▶ _EXCERPTED PASSAGE_:
%%

Obesity in India is defined as body mass index [BMI: Weight (kg)/ Height (m)2] more than 27.5 kg/m2 (normal BMI is between 18 to 23 kg/m2) and people with BMI more than 32.5 kg/m2 and 37.5 kg/m2 are defined as severely obese and morbidly obese respectively. Obesity is a chronic disease with accumulation of excessive body fat and subsequent risk for development of medical conditions like diabetes mellitus (DM), hypertension (HT), obstructive sleep apnoea (OSA), degenerative joint disease, hyperlipidemia (HPL), hyperuricemia, fatty liver, depression, polycystic ovarian disease (PCOD) and asthma to name a few. Thus obesity adversely affects all the organs and lead to constellation of symptoms referred to as Metabolic Syndrome of Obesity. People with morbid obesity (BMI > 37.5 kg/m2) have 50% to 100% higher mortality rates. There is also emotional effect of obesity where obese patient suffers neglect from society and thus are prone to develop mental symptom like depression, anxiety and eating disorders. So Bariatric surgery or weight loss surgery or metabolic surgery is a life style modification surgery which not only reduces weight but through its hormonal effect it cures/ controls the medical conditions associated with it. Its effect on glucose control and other metabolic problems is striking, which can be seen soon after the procedure and even before there is significant reduction in weight.
Bariatric surgery is indicated if a patient is morbidly obese (BMI > 37.5 kg/m2) or severely obese (BMI > 32.5 kg/m2) with seriously related diseases like DM, HT, OSA and others as explained above. It can be safely done in patients between 18 to 65 years of age who have failed weight loss alternatives like dieting, exercise and behavior modification programs and who are committed to healthy life style. The patient not only reduces extra fat but many obesity related conditions like Diabetes, high blood pressure, sleep apnea, heart diseases are resolved or significantly improved. PCOD and resulting infertility is also greatly improved. Patient can become pregnant after 18 months to 2 years after surgery and Overall quality of life is improved in 95% of patients and mortality is reduced in 89% of patients.

%%

▶ _EXERCISE DESCRIPTION_: Please extend the passage on obesity and bariatric surgery, picking up right after its final sentence.

▶ _RAW DATA_:
%%

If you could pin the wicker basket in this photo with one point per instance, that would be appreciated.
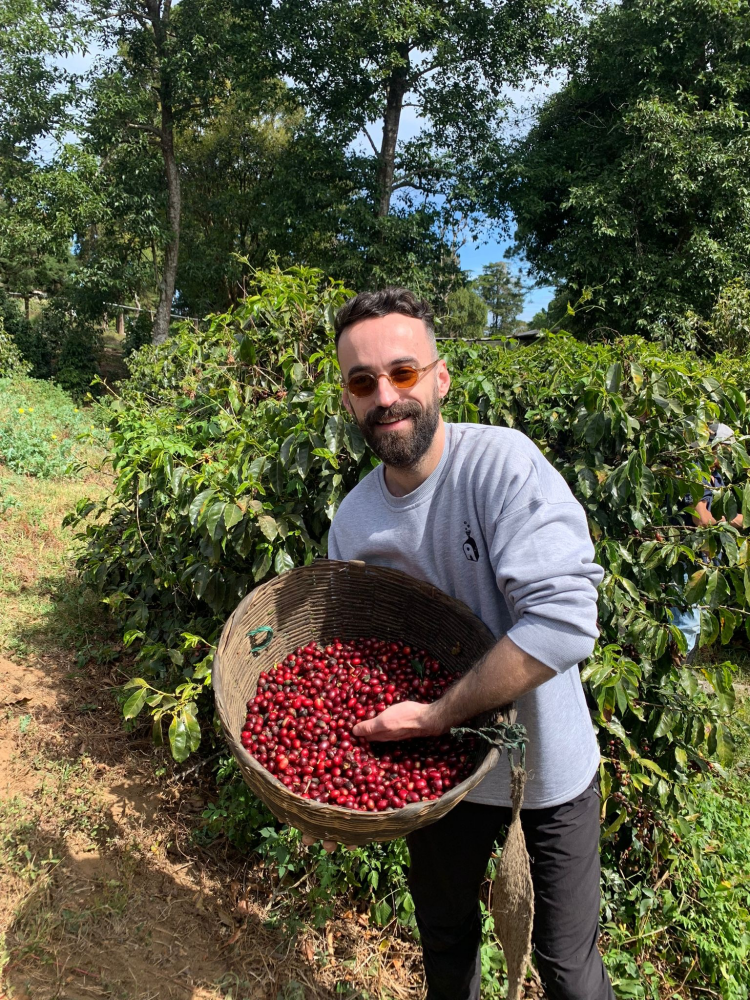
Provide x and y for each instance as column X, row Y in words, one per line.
column 348, row 600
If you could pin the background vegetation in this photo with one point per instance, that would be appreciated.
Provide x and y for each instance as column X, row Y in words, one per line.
column 184, row 201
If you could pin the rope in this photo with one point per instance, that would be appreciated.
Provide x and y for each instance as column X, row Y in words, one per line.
column 503, row 735
column 257, row 631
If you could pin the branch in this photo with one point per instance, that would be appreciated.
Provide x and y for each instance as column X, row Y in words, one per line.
column 151, row 129
column 423, row 72
column 369, row 137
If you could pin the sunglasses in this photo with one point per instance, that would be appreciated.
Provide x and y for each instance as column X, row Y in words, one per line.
column 403, row 377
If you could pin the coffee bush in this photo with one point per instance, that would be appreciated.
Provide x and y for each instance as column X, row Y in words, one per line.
column 231, row 453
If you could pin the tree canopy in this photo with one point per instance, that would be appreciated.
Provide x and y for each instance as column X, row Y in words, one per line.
column 633, row 180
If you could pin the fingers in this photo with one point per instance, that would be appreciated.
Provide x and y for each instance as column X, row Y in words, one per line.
column 329, row 846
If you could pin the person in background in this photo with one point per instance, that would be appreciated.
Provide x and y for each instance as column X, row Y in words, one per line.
column 688, row 620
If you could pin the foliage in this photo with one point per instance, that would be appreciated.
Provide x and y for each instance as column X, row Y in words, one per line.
column 232, row 454
column 35, row 93
column 632, row 181
column 11, row 360
column 504, row 295
column 728, row 326
column 40, row 427
column 357, row 64
column 697, row 915
column 466, row 315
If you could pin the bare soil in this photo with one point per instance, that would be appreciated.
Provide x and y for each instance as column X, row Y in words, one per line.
column 101, row 892
column 104, row 890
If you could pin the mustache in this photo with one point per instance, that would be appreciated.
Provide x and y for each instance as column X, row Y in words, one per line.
column 400, row 410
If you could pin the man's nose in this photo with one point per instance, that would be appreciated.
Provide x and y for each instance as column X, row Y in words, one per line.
column 385, row 395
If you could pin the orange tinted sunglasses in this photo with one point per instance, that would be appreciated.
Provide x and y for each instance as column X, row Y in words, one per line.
column 402, row 377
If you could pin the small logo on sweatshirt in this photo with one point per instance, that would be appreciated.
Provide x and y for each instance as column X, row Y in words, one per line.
column 470, row 546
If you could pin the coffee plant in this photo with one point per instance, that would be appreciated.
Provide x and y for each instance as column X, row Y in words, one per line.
column 231, row 453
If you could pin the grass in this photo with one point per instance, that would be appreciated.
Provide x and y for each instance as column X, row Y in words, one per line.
column 42, row 607
column 42, row 432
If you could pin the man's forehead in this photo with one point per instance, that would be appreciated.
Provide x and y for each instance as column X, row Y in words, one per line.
column 393, row 335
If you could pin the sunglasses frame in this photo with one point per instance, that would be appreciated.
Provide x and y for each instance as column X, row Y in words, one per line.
column 376, row 378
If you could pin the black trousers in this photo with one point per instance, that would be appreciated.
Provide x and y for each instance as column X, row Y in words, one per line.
column 448, row 864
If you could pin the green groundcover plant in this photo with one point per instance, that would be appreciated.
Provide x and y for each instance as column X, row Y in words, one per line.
column 231, row 453
column 42, row 431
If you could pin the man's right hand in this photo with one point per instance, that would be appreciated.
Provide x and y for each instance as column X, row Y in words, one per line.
column 329, row 846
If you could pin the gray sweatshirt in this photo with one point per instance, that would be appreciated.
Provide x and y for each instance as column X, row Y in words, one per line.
column 497, row 527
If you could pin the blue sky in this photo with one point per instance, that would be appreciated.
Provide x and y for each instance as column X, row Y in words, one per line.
column 473, row 256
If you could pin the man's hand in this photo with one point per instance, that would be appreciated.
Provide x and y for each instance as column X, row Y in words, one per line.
column 404, row 721
column 329, row 846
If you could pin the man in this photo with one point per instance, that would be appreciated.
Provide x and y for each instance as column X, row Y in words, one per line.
column 480, row 513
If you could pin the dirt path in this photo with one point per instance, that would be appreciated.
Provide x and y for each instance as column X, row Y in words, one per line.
column 101, row 894
column 104, row 893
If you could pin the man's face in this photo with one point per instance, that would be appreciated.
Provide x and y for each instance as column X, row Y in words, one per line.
column 398, row 424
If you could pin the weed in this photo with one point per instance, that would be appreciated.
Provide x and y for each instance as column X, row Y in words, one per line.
column 42, row 432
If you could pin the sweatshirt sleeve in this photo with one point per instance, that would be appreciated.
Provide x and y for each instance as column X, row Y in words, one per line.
column 334, row 551
column 543, row 560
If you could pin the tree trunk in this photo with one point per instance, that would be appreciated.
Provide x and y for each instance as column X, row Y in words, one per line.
column 397, row 88
column 171, row 251
column 158, row 15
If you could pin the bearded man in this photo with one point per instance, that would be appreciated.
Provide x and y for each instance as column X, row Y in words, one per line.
column 480, row 513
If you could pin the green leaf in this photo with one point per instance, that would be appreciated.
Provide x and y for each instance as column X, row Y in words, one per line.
column 355, row 443
column 696, row 587
column 198, row 504
column 268, row 526
column 193, row 729
column 283, row 562
column 667, row 721
column 135, row 703
column 156, row 733
column 232, row 515
column 214, row 519
column 614, row 377
column 728, row 623
column 178, row 738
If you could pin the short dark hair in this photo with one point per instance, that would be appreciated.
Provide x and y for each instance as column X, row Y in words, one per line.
column 367, row 305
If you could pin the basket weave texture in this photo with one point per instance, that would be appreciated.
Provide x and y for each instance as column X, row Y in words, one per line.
column 348, row 600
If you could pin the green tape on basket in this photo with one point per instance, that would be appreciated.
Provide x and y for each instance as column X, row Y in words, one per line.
column 258, row 631
column 503, row 735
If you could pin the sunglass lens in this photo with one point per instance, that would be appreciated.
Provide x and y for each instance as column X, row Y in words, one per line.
column 404, row 378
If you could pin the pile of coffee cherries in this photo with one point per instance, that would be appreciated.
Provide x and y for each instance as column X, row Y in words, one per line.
column 299, row 726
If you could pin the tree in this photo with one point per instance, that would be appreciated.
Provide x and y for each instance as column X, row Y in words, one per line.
column 504, row 295
column 169, row 67
column 257, row 181
column 634, row 179
column 466, row 315
column 35, row 96
column 358, row 63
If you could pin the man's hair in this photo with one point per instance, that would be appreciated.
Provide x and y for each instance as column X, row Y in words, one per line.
column 368, row 305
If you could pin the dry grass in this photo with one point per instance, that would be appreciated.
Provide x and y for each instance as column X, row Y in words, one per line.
column 104, row 891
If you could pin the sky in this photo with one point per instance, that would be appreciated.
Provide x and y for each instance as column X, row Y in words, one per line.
column 473, row 256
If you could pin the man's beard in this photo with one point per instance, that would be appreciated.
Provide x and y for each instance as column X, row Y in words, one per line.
column 402, row 449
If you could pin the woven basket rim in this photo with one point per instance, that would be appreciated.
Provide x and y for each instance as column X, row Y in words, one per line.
column 324, row 811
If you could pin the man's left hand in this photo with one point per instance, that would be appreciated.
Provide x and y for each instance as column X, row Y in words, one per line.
column 404, row 721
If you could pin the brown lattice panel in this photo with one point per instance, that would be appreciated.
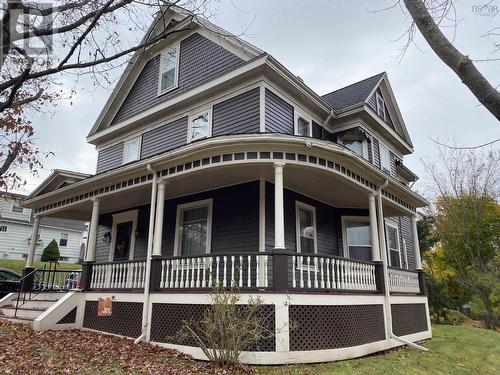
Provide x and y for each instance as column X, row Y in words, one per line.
column 335, row 326
column 167, row 322
column 408, row 318
column 125, row 320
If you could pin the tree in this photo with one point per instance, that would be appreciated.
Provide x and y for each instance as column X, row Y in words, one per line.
column 51, row 252
column 468, row 223
column 42, row 42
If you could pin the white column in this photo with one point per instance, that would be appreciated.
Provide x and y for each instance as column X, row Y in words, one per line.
column 160, row 204
column 279, row 214
column 34, row 239
column 92, row 239
column 373, row 228
column 416, row 245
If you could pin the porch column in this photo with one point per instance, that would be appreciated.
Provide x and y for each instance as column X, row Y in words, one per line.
column 160, row 204
column 373, row 228
column 279, row 214
column 34, row 239
column 92, row 239
column 416, row 245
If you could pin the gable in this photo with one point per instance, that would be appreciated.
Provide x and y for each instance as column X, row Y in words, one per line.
column 200, row 60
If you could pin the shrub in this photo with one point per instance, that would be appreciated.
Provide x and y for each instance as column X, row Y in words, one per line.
column 51, row 252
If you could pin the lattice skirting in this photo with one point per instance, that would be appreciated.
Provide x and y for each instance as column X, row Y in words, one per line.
column 408, row 318
column 126, row 319
column 167, row 320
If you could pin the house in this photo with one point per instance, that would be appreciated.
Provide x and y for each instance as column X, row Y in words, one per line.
column 218, row 166
column 16, row 224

%%

▶ _RESULT OF THIS EXERCISE_:
There are various ways for doing bariatric surgery like Sleeve gastrectomy which restricts the food intake and Gastric Bypass (Roux- en-y and Mini Gastric Bypass) which also limits the absorption of ingested food. All the bariatric surgeries are done laparoscopically by making several small incisions (4 to 6) ranging from 5 to 15mm, through which the surgeon inserts laparoscopic instruments to perform the surgery. Patients usually go home two to three days after surgery. Laparoscopic Sleeve Gastrectomy (Fig 1) is accomplished by cutting away the outer portion of the stomach, leaving a small tube or sleeve of stomach. This reduces the stomach volume by about 80%. The stomach is now like a hockey stick shaped organ, which holds less food and produces less acid. In addition, the part of the stomach that produces the hormone implicated in hunger (Ghrelin) is also removed and therefore there is a component of appetite suppression. In Laparoscopic roux en y gastric bypass (Fig 2), a small stomach pouch (25-30 ml) is created with a stapler device, and connected to the distal small intestine. The upper part of the small intestine is then reattached in a Y-shaped configuration. Laparoscopic Mini Gastric bypass (Fig 3) consists of forming a long gastric tube and attaching it 200 cm down to small bowel with single anastomosis. Unlike conventional gastric bypass it has fewer early and long term complications and can achieve weight loss similar to it. The disadvantage is bile reflux which is mentioned but practically very few patients observe it.
Sleeve Gastrectomy (Fig.1) Roux en Y Gastric bypass (Fig. 2) Mini Gastric Bypass (Fig 3)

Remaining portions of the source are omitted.